It might feel like a daunting task trying to decide which fiber supplement to take, but researchers say not to worry. A new study from Duke University reveals there’s not much difference between what fiber supplement to use — just eat more fiber.
For the study, researchers analyzed three main kinds of fermentable fiber supplements: inulin, dextrin (Benefiber), and galactooligosaccharides (GOS) marketed as Bimuno. They then divided 28 participants into groups and gave each of them three supplements for one week in different orders, with a week off between supplements to allow participants’ guts to return to a baseline state.
Those who had a higher intake of fiber beforehand showed the least amount of change in their microbiomes, most likely because they were already hosting a more optimal population of gut bugs. Researchers say the type of supplement didn’t matter.
However, participants who had been consuming the least amount of fiber saw the greatest increase in butyrate with the supplements, no matter which one was being consumed. Butyrate, which is fuel for your intestinal cells, improves the gut’s resistance to pathogens, lowers inflammation and creates healthier cell lining in intestines.
“The people who responded the best had been eating the least fiber to start with,” says study leader Lawrence David, an associate professor of molecular genetics and microbiology at Duke, in a media release.
Increasing your fiber intake isn’t just all about regular bowel movements. Researchers say fermentable fiber — dietary carbohydrates that the human gut cannot process on its own but some bacteria can digest — is an important source of nutrients that your gut microbes need to stay healthy.
“We’ve evolved to depend on nutrients that our microbiomes produce for us,” says Zack Holmes, former PhD student in David’s lab and co-author on two new papers about fiber. “But with recent shifts in diet away from fiber-rich foods, we’ve stopped feeding our microbes what they need.”
Researchers say when your gut bugs are eating a high-fiber diet, they produce short-chain fatty acids that protects people from diseases of the gut, colorectal cancers and obesity. It also produces more butyrate.
The study aimed to show whether it’s necessary to “personalize” fiber supplements to different people, since different fermentable fibers have shown to have divergent effects on short-chain fatty acid production from one person to the next.

:::::

> **Task item**:
Repeat the fiber supplement article word for word, everything from "Those who had" down to "supplement didn’t matter.".

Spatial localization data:
:::::

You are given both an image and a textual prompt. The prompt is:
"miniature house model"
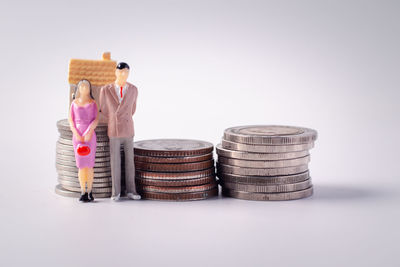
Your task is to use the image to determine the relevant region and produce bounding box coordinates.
[68,52,117,123]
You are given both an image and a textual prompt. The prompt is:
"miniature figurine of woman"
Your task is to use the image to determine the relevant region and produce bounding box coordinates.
[69,80,99,202]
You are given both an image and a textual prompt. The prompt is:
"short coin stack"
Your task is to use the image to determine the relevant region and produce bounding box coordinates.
[134,139,218,201]
[55,119,111,198]
[216,125,317,200]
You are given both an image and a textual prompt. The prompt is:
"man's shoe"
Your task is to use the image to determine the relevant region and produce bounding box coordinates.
[111,194,121,201]
[127,193,142,200]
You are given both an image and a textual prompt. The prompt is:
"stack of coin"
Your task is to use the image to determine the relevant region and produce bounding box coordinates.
[134,139,218,201]
[216,125,317,200]
[55,119,112,198]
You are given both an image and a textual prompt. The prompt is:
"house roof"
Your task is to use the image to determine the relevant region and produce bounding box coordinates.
[68,52,117,85]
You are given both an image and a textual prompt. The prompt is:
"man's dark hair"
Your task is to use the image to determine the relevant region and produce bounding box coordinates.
[117,62,129,70]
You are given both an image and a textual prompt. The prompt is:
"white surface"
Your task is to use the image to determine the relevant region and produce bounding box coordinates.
[0,1,400,266]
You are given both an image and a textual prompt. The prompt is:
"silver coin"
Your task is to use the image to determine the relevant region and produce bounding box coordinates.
[57,119,107,130]
[222,186,313,201]
[221,179,312,193]
[57,137,110,147]
[224,125,317,145]
[218,156,310,168]
[58,179,112,188]
[216,144,309,160]
[56,159,111,168]
[217,171,310,185]
[56,153,110,163]
[217,163,308,176]
[221,139,314,153]
[56,141,110,153]
[55,184,111,198]
[58,174,112,184]
[57,171,111,179]
[62,185,111,193]
[56,164,111,173]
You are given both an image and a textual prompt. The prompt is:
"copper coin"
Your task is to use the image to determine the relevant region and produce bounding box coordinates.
[135,160,214,172]
[134,139,214,157]
[138,182,217,194]
[136,167,215,180]
[135,153,213,163]
[140,187,218,201]
[136,176,216,186]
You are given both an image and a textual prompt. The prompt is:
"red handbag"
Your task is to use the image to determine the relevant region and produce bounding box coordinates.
[76,144,90,156]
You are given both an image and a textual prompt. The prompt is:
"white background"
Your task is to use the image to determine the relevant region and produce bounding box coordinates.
[0,0,400,266]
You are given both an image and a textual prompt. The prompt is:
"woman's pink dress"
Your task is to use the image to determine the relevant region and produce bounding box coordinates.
[71,101,97,169]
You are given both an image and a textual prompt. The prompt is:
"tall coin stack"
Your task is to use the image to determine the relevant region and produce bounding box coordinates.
[216,125,317,200]
[134,139,218,201]
[55,119,112,198]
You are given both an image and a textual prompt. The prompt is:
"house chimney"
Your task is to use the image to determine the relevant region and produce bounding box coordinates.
[103,52,111,60]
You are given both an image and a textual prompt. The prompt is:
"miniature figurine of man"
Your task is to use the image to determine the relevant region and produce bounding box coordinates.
[99,62,141,201]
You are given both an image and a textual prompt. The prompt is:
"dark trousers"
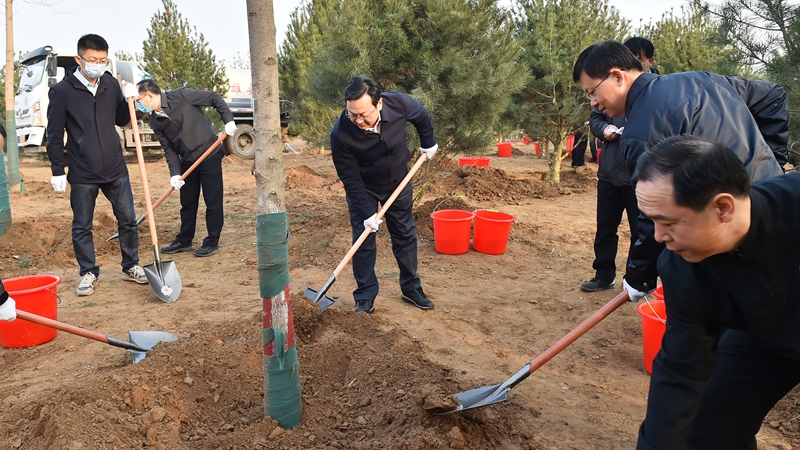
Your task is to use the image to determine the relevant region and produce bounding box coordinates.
[686,330,800,450]
[347,183,421,300]
[592,180,639,282]
[175,150,225,247]
[69,176,139,276]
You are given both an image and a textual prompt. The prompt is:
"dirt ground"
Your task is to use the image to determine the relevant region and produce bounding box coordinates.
[0,142,800,450]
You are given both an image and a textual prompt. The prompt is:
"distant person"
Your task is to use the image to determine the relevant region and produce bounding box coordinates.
[136,79,236,257]
[623,135,800,450]
[47,34,148,296]
[572,41,789,301]
[331,76,439,314]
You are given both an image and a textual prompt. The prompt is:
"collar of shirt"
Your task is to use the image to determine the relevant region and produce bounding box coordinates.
[74,67,100,95]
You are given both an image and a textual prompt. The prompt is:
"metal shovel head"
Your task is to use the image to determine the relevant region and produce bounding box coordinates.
[128,331,178,363]
[142,261,181,303]
[303,288,334,311]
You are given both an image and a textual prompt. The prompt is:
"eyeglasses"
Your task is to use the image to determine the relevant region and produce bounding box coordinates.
[78,55,108,66]
[586,72,611,100]
[344,106,378,122]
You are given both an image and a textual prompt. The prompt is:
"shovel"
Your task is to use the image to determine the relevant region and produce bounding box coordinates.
[106,131,228,242]
[128,97,182,303]
[431,290,628,414]
[303,153,428,311]
[17,310,178,363]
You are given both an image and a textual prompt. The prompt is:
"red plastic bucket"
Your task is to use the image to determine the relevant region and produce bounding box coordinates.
[497,142,511,158]
[458,156,490,167]
[636,300,667,373]
[472,209,514,255]
[431,209,473,255]
[0,275,61,348]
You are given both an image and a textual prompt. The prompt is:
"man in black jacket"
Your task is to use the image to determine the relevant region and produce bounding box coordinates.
[331,76,439,314]
[625,135,800,450]
[136,79,236,256]
[572,41,789,301]
[47,34,147,296]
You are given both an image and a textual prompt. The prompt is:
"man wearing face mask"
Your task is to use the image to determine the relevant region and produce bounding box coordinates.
[136,79,236,256]
[47,34,147,296]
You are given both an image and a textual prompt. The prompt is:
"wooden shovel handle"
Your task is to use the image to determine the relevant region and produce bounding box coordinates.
[128,97,158,247]
[17,310,108,344]
[333,153,428,278]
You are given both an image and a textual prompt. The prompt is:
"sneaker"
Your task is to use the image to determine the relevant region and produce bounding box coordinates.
[161,241,194,254]
[581,277,615,292]
[122,264,148,284]
[194,245,219,256]
[403,287,433,309]
[355,300,375,314]
[76,272,97,297]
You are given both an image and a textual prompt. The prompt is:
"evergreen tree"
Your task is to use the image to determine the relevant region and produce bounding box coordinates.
[507,0,628,183]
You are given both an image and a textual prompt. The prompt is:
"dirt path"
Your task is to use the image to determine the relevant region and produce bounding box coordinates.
[0,142,800,450]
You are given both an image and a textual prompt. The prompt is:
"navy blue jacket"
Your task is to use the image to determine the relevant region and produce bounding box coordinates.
[620,72,789,291]
[636,171,800,450]
[150,88,233,176]
[47,66,131,184]
[331,91,436,219]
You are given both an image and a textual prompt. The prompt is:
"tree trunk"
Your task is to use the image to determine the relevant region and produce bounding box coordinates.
[247,0,302,428]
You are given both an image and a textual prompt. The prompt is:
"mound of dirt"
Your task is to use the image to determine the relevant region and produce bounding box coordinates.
[0,293,538,450]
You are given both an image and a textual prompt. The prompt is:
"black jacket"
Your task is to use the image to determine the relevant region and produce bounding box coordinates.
[620,72,789,291]
[636,171,800,450]
[150,88,233,176]
[47,66,131,184]
[331,91,436,219]
[589,108,631,186]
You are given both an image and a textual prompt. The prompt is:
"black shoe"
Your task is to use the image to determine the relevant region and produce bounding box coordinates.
[355,300,375,314]
[161,241,194,254]
[403,287,433,309]
[194,245,219,256]
[581,277,615,292]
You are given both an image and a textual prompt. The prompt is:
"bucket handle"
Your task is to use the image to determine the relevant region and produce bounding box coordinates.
[431,194,478,218]
[644,295,667,325]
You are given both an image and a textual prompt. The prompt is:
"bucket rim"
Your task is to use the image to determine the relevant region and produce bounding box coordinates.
[3,274,61,297]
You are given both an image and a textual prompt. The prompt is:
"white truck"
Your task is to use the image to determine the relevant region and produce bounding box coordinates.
[14,45,160,153]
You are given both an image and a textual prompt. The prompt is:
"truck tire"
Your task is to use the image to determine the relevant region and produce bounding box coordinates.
[225,123,256,159]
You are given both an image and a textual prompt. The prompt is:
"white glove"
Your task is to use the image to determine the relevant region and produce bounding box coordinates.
[122,81,139,98]
[169,175,186,191]
[50,175,67,192]
[0,297,17,322]
[364,213,383,233]
[622,278,653,302]
[419,144,439,161]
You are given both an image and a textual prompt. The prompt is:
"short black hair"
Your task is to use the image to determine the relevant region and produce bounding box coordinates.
[572,41,644,82]
[344,75,383,106]
[136,78,161,95]
[633,135,750,212]
[78,34,108,56]
[625,36,656,59]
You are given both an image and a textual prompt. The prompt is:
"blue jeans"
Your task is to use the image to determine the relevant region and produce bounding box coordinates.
[69,176,139,276]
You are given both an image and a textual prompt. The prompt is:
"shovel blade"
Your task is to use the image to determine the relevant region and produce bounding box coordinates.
[142,261,182,303]
[303,288,334,311]
[128,331,178,363]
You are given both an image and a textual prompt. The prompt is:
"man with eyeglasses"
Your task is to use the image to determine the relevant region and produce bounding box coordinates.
[331,76,438,314]
[47,34,147,296]
[572,41,789,301]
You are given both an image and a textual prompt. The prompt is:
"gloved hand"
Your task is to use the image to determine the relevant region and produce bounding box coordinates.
[122,81,139,98]
[622,278,653,302]
[0,297,17,322]
[364,213,383,233]
[419,144,439,161]
[169,175,186,191]
[50,175,67,192]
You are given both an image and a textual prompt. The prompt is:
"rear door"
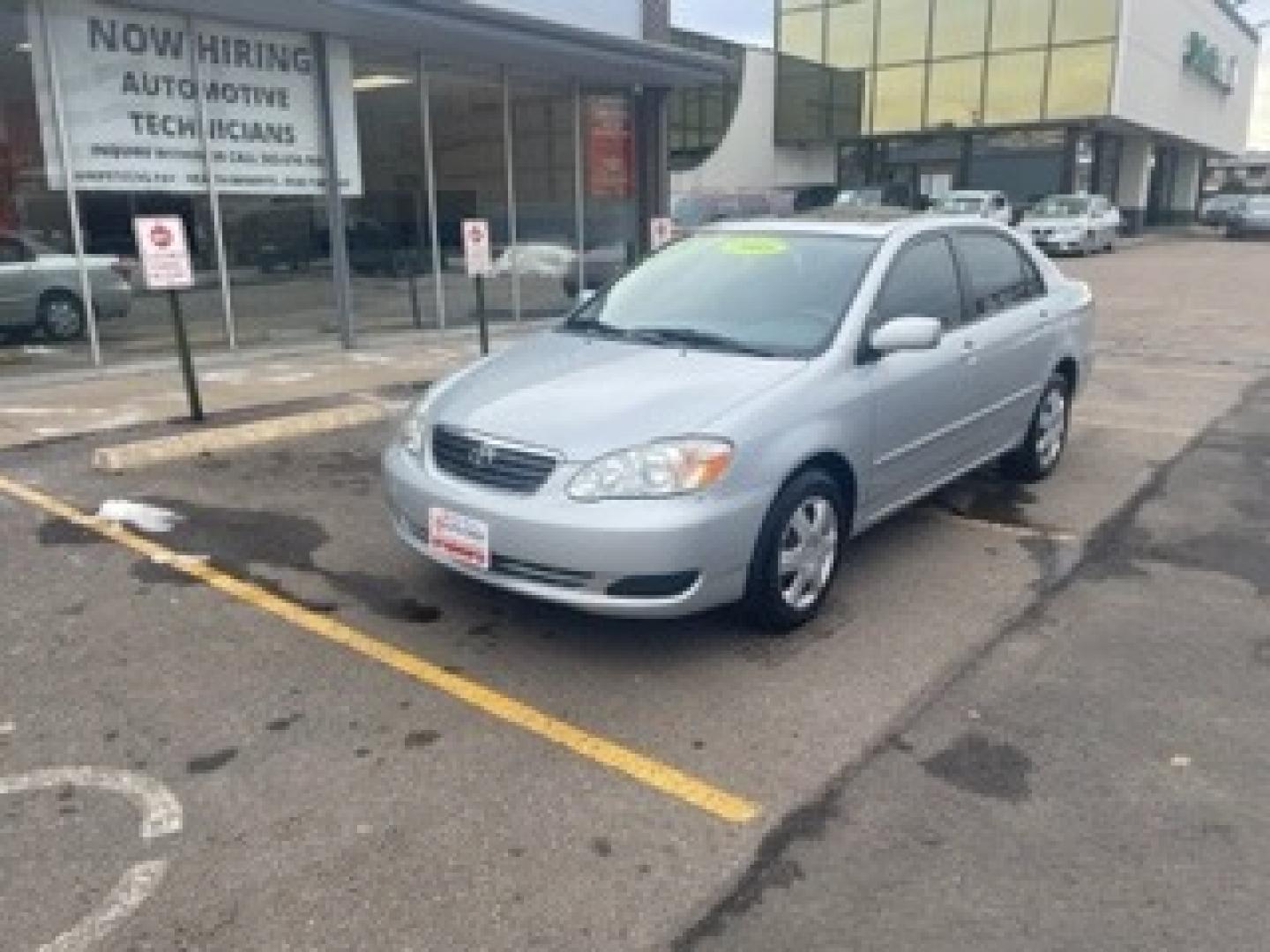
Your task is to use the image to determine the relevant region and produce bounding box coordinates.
[858,234,969,518]
[952,230,1058,459]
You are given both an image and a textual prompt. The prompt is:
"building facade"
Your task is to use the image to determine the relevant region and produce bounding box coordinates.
[0,0,731,367]
[757,0,1259,227]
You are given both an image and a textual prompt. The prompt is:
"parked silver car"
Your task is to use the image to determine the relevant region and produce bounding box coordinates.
[0,231,132,340]
[384,217,1094,628]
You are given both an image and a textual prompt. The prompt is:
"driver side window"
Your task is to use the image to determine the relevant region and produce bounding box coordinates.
[0,237,26,264]
[869,236,961,330]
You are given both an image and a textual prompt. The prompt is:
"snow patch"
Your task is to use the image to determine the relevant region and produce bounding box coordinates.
[96,499,184,533]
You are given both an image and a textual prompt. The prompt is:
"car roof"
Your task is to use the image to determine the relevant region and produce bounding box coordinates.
[704,214,1005,240]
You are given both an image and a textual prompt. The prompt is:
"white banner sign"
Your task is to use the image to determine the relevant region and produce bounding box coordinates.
[464,219,494,277]
[132,214,194,291]
[29,0,362,196]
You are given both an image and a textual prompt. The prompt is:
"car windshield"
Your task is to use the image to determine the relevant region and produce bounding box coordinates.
[1027,196,1090,219]
[563,231,878,360]
[935,191,985,214]
[834,188,883,208]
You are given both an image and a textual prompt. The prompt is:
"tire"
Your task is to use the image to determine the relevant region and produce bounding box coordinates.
[35,291,86,344]
[1001,373,1072,482]
[744,470,851,631]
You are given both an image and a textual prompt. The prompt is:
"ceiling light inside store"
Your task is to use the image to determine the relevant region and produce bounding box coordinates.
[353,72,414,93]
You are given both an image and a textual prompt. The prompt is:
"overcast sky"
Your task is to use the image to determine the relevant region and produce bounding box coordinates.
[670,0,1270,46]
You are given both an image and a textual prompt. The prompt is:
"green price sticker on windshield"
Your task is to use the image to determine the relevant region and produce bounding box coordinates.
[720,234,790,255]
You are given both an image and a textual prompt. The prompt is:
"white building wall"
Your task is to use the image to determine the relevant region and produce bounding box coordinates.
[670,49,838,193]
[467,0,644,40]
[1111,0,1258,152]
[1249,43,1270,152]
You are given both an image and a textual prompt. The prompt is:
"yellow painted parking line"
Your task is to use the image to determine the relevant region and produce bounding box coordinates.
[0,475,759,822]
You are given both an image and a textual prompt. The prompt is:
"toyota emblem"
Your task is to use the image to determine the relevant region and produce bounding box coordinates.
[467,443,497,467]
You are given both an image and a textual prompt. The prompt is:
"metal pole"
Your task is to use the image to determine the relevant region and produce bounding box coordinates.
[168,291,203,423]
[572,80,586,294]
[419,53,445,330]
[312,33,355,350]
[40,3,101,367]
[503,69,520,321]
[476,274,489,357]
[185,17,237,350]
[407,188,423,330]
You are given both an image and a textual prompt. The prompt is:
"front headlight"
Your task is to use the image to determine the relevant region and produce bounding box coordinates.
[569,438,733,502]
[400,406,425,455]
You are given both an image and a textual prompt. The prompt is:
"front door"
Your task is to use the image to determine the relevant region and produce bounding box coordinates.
[861,236,969,520]
[0,234,37,328]
[953,231,1056,459]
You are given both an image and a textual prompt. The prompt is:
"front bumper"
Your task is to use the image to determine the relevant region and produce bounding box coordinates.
[384,444,770,618]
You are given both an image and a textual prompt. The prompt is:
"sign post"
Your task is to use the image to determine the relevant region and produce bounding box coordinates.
[464,219,494,355]
[647,217,675,251]
[132,214,203,423]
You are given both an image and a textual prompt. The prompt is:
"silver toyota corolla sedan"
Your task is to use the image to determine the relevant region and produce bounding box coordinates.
[384,216,1094,628]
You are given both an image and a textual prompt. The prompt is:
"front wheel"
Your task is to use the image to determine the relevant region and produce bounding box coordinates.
[35,291,85,344]
[745,470,848,631]
[1001,373,1072,482]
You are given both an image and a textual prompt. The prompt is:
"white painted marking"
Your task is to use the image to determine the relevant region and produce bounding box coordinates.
[96,499,184,533]
[38,859,168,952]
[0,767,182,839]
[0,767,183,952]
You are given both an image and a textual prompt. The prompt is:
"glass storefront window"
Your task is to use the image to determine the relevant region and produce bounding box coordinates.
[780,8,825,63]
[931,0,988,58]
[826,0,875,69]
[344,47,438,330]
[984,51,1045,126]
[878,0,931,65]
[428,58,514,328]
[0,0,83,376]
[581,90,640,291]
[874,64,926,132]
[992,0,1053,49]
[926,56,983,128]
[1054,0,1120,43]
[512,78,578,320]
[1045,43,1115,119]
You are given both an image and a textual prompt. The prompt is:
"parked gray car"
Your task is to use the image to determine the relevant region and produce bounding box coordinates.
[384,217,1094,628]
[0,231,132,340]
[1226,196,1270,239]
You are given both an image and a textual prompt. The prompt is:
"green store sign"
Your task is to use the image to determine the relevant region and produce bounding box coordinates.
[1183,31,1239,94]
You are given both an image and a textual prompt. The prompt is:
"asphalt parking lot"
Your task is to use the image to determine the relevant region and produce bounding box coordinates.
[0,234,1270,949]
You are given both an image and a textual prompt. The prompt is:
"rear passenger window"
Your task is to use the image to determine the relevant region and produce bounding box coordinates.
[870,237,961,329]
[956,233,1045,317]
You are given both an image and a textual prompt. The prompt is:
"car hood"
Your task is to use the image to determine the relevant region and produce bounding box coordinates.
[1022,214,1090,231]
[430,331,805,461]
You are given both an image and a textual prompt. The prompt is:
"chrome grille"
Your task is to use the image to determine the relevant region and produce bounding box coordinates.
[432,427,557,495]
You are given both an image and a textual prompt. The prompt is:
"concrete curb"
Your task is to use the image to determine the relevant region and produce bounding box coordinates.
[93,401,387,472]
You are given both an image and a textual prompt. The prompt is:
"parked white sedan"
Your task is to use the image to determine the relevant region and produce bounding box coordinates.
[1019,196,1122,254]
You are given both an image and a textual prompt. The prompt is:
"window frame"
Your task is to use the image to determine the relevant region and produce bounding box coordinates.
[949,227,1049,326]
[860,228,967,345]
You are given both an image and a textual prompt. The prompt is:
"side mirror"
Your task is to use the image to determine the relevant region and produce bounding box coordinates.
[869,314,944,354]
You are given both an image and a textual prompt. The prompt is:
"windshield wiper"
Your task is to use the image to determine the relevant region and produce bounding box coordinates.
[626,328,777,357]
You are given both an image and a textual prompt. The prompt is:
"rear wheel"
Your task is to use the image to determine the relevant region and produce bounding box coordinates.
[1001,373,1072,482]
[35,298,85,343]
[745,470,848,631]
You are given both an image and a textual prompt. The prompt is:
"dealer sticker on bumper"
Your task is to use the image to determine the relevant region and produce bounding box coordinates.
[428,508,489,570]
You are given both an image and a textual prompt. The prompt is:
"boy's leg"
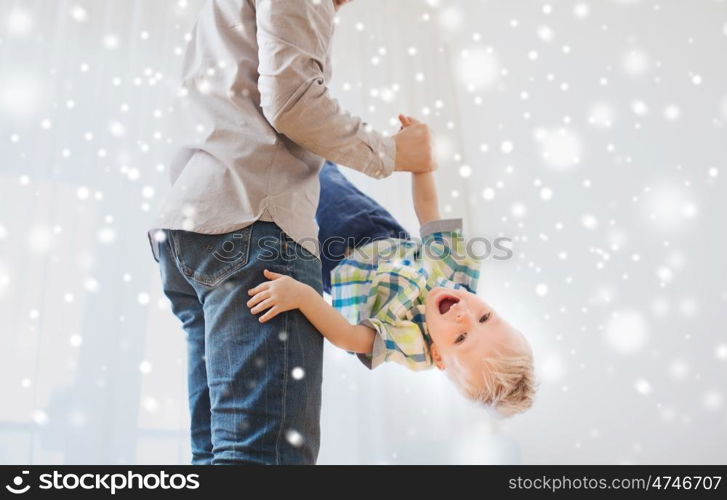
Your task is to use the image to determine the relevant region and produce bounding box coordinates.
[316,161,411,294]
[159,232,212,465]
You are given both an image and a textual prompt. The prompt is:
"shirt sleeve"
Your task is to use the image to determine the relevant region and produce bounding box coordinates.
[255,0,396,178]
[357,318,433,371]
[419,219,483,293]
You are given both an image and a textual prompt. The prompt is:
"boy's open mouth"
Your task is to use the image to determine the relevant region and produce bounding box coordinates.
[437,295,459,314]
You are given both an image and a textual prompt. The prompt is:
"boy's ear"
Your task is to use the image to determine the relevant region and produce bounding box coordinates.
[429,343,444,370]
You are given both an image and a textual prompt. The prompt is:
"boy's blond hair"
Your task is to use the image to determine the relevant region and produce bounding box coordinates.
[446,349,536,417]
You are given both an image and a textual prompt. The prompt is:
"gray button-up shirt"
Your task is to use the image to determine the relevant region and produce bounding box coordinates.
[149,0,396,260]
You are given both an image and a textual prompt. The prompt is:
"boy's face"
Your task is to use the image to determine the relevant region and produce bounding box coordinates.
[424,287,527,371]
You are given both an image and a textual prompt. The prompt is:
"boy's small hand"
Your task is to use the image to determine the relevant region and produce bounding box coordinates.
[247,269,307,323]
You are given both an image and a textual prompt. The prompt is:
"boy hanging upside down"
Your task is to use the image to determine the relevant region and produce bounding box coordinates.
[247,116,535,416]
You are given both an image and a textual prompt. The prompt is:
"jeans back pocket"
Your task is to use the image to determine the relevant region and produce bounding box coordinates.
[168,226,252,287]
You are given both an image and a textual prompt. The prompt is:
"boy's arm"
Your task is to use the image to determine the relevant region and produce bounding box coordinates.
[399,115,442,226]
[247,269,376,354]
[411,172,442,226]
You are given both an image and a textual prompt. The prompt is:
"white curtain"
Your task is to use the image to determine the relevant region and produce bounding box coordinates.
[0,0,727,464]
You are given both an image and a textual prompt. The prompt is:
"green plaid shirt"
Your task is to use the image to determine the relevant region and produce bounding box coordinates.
[331,219,480,370]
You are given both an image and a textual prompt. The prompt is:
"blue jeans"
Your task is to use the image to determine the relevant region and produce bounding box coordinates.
[159,221,323,465]
[316,161,411,294]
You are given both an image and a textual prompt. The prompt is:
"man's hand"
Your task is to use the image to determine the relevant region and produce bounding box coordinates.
[247,269,312,323]
[394,115,437,173]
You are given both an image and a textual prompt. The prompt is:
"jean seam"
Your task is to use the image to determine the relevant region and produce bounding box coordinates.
[170,229,253,288]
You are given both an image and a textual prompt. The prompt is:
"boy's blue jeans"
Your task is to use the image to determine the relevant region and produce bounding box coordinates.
[159,221,323,465]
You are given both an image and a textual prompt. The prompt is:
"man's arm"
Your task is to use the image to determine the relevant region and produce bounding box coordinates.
[247,269,376,354]
[255,0,434,178]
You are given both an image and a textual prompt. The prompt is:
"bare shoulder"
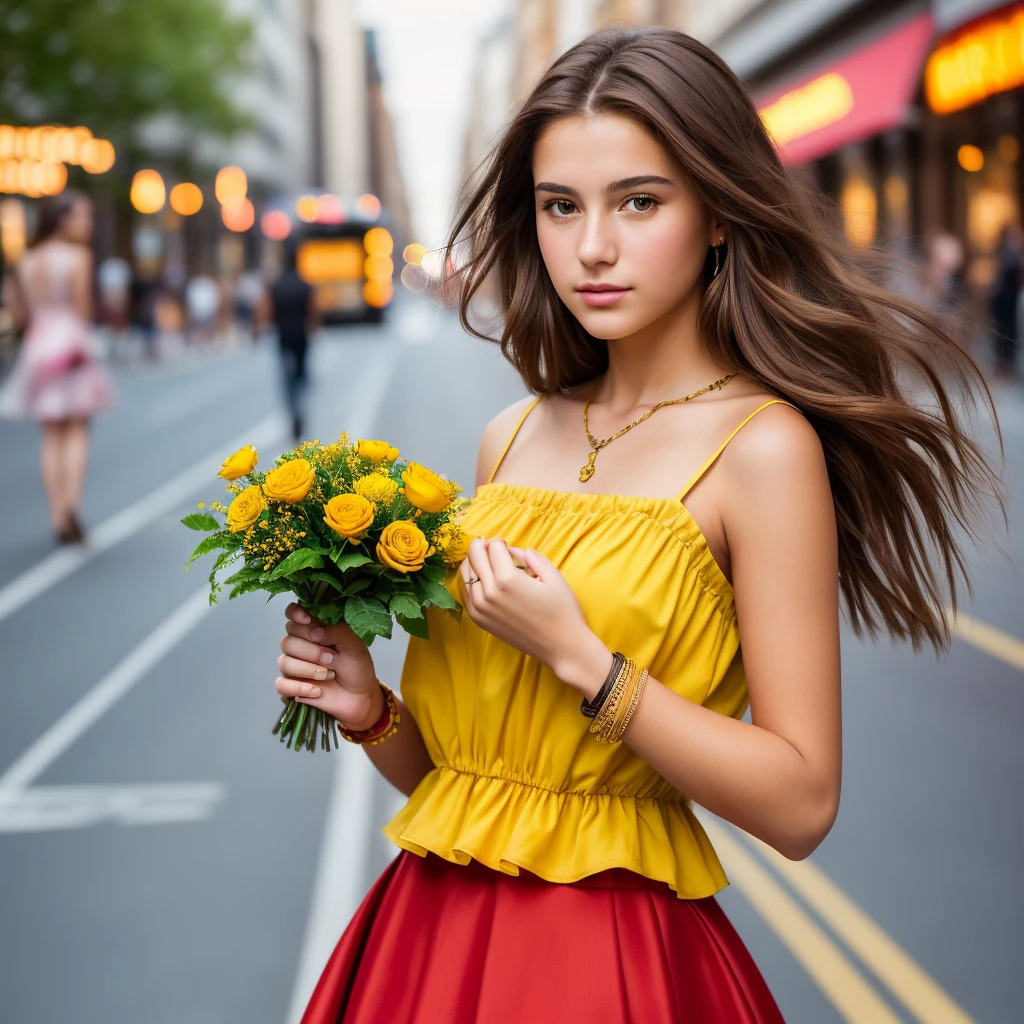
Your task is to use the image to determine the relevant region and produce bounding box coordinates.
[476,394,534,486]
[724,404,833,521]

:::::

> **Problem solution**:
Those who had a higher intake of fiber beforehand showed the least amount of change in their microbiomes, most likely because they were already hosting a more optimal population of gut bugs. Researchers say the type of supplement didn’t matter.